### [Dataset]
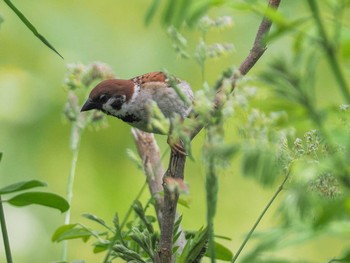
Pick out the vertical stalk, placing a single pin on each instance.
(4, 234)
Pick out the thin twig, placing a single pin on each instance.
(5, 236)
(279, 189)
(177, 162)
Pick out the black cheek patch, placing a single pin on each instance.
(117, 104)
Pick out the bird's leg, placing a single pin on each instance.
(175, 142)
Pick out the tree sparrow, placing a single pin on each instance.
(129, 100)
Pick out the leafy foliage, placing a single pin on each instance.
(137, 239)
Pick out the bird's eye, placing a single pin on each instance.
(103, 98)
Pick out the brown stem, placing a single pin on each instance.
(149, 152)
(175, 170)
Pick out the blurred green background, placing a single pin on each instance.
(35, 138)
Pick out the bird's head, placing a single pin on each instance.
(109, 96)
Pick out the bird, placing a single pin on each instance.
(130, 101)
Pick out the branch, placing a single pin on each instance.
(279, 189)
(149, 152)
(177, 162)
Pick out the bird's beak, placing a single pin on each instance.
(89, 105)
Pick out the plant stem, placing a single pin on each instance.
(279, 189)
(128, 213)
(4, 234)
(75, 137)
(329, 51)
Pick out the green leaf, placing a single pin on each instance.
(30, 26)
(151, 11)
(40, 198)
(70, 231)
(98, 220)
(21, 186)
(195, 247)
(221, 252)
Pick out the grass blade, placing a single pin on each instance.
(31, 27)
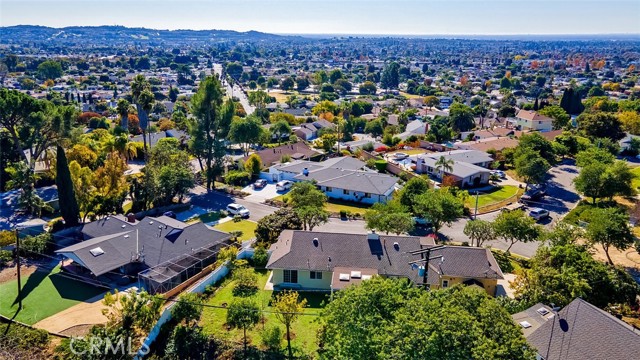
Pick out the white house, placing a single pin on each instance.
(531, 120)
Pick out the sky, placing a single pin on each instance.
(390, 17)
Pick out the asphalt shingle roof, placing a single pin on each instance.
(582, 331)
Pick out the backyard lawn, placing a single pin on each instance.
(44, 293)
(247, 227)
(335, 206)
(304, 329)
(498, 195)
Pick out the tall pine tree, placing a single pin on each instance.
(68, 204)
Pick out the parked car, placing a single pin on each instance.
(284, 185)
(534, 193)
(539, 214)
(260, 184)
(237, 209)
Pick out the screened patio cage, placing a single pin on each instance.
(169, 274)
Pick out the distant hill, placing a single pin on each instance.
(121, 34)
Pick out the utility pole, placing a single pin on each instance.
(475, 213)
(18, 268)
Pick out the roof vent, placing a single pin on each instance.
(525, 324)
(542, 311)
(96, 251)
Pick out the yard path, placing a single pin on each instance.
(84, 313)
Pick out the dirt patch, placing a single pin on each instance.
(11, 273)
(78, 330)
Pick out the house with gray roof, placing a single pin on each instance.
(124, 245)
(578, 331)
(469, 168)
(314, 260)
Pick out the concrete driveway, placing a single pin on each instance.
(260, 195)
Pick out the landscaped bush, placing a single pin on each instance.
(237, 178)
(260, 257)
(246, 282)
(272, 338)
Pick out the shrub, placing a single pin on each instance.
(246, 282)
(272, 338)
(236, 177)
(260, 257)
(7, 237)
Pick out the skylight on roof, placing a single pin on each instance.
(525, 324)
(96, 251)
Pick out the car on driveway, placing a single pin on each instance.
(539, 214)
(284, 185)
(259, 184)
(237, 209)
(534, 193)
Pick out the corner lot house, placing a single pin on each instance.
(332, 261)
(469, 166)
(578, 331)
(162, 251)
(531, 120)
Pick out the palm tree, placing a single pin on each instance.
(140, 90)
(123, 110)
(444, 165)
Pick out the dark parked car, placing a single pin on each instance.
(259, 184)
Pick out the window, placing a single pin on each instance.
(291, 276)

### [Job]
Please render all of the data above as a Markdown table with two columns, Row and Line, putting one numbered line in each row and skipping blank lines. Leave the pictures out of the table.

### [Correct response]
| Row | Line |
|---|---|
| 1 | Pick out the vertical stalk, placing a single pin on each instance. |
| 2 | (4, 234) |
| 3 | Pick out the thin twig, placing a single pin on each instance. |
| 4 | (5, 236) |
| 5 | (279, 189) |
| 6 | (177, 162) |
| 7 | Pick out the black cheek patch, placing a single pin on each instance. |
| 8 | (117, 104) |
| 9 | Pick out the bird's leg, placing a single pin on each instance. |
| 10 | (175, 142) |
| 11 | Pick out the tree sparrow, placing a single pin on each instance. |
| 12 | (129, 100) |
| 13 | Pick out the leafy foliage, placing a single pin on each instance. |
| 14 | (137, 239) |
| 15 | Pick out the bird's eye, placing a single pin on each instance. |
| 16 | (103, 98) |
| 17 | Pick out the brown stem, placing a single pin on each instance. |
| 18 | (149, 152) |
| 19 | (175, 170) |
| 20 | Pick out the blurred green background, placing a single pin on each instance. |
| 21 | (35, 138) |
| 22 | Pick out the bird's head, placing a single pin on each instance. |
| 23 | (109, 96) |
| 24 | Pick out the bird, placing a single pin on each instance. |
| 25 | (130, 101) |
| 26 | Pick out the branch, placing a single pin on each instance. |
| 27 | (279, 189) |
| 28 | (149, 152) |
| 29 | (177, 162) |
| 30 | Pick out the bird's beak, placing a single pin on each instance. |
| 31 | (89, 105) |
| 32 | Pick out the plant stem, placing a single pin on each instance. |
| 33 | (279, 189) |
| 34 | (128, 213) |
| 35 | (4, 234) |
| 36 | (75, 137) |
| 37 | (329, 51) |
| 38 | Pick out the green leaf, placing a single pin on each instance. |
| 39 | (30, 26) |
| 40 | (151, 11) |
| 41 | (40, 198) |
| 42 | (70, 231) |
| 43 | (98, 220) |
| 44 | (21, 186) |
| 45 | (195, 247) |
| 46 | (221, 252) |
| 47 | Pick out the grass blade, placing a single pin on each instance. |
| 48 | (31, 27) |
| 49 | Pick out the white house, placing a single pin on each instance. |
| 50 | (531, 120) |
| 51 | Pick out the sky, placing a single pin on each instance. |
| 52 | (390, 17) |
| 53 | Pick out the asphalt shingle roof, placing a single pin on each instance. |
| 54 | (582, 331) |
| 55 | Pick out the backyard lawn, placing a single pin on each instance. |
| 56 | (44, 293) |
| 57 | (247, 227) |
| 58 | (335, 206) |
| 59 | (304, 329) |
| 60 | (498, 195) |
| 61 | Pick out the tall pine tree, placing a single pin on each instance. |
| 62 | (68, 204) |
| 63 | Pick out the parked car, placing a single pin on each instance. |
| 64 | (284, 185) |
| 65 | (534, 193) |
| 66 | (539, 214) |
| 67 | (260, 184) |
| 68 | (237, 209) |
| 69 | Pick out the screened patio cage, placing a single pin on each instance. |
| 70 | (169, 274) |
| 71 | Pick out the distant hill, placing a single pin on each instance. |
| 72 | (121, 34) |
| 73 | Pick out the utility pole, placing a single pin on each instance. |
| 74 | (475, 213) |
| 75 | (18, 268) |
| 76 | Pick out the roof vent, placing a single pin on each instance. |
| 77 | (525, 324) |
| 78 | (542, 311) |
| 79 | (96, 251) |
| 80 | Pick out the yard path, placing a single pin on each instance. |
| 81 | (84, 313) |
| 82 | Pick out the dirt patch, placing a single pin on each instance. |
| 83 | (11, 273) |
| 84 | (78, 330) |
| 85 | Pick out the house with gray roof, placing a single pin on each instance. |
| 86 | (124, 245) |
| 87 | (578, 331) |
| 88 | (469, 168) |
| 89 | (314, 260) |
| 90 | Pick out the concrete driveway, placing a single pin on each instance. |
| 91 | (260, 195) |
| 92 | Pick out the landscaped bush, placing a single pin on each instance. |
| 93 | (237, 178) |
| 94 | (260, 257) |
| 95 | (246, 282) |
| 96 | (272, 338) |
| 97 | Pick out the shrub, placing a single pin on each instance. |
| 98 | (246, 282) |
| 99 | (272, 338) |
| 100 | (236, 177) |
| 101 | (260, 257) |
| 102 | (7, 237) |
| 103 | Pick out the skylight on roof, placing a single pin on each instance. |
| 104 | (525, 324) |
| 105 | (96, 251) |
| 106 | Pick out the car on driveway, placing a single pin on each instance. |
| 107 | (539, 214) |
| 108 | (284, 185) |
| 109 | (259, 184) |
| 110 | (237, 209) |
| 111 | (534, 193) |
| 112 | Pick out the corner lot house, placing a single pin on each instance. |
| 113 | (332, 261) |
| 114 | (469, 166) |
| 115 | (578, 331) |
| 116 | (162, 251) |
| 117 | (531, 120) |
| 118 | Pick out the palm tree, placing a single pin on each instance. |
| 119 | (140, 90) |
| 120 | (123, 110) |
| 121 | (444, 165) |
| 122 | Pick out the dark parked car, placing a single pin on each instance. |
| 123 | (259, 184) |
| 124 | Pick out the window, placing a single pin on each instance. |
| 125 | (291, 276) |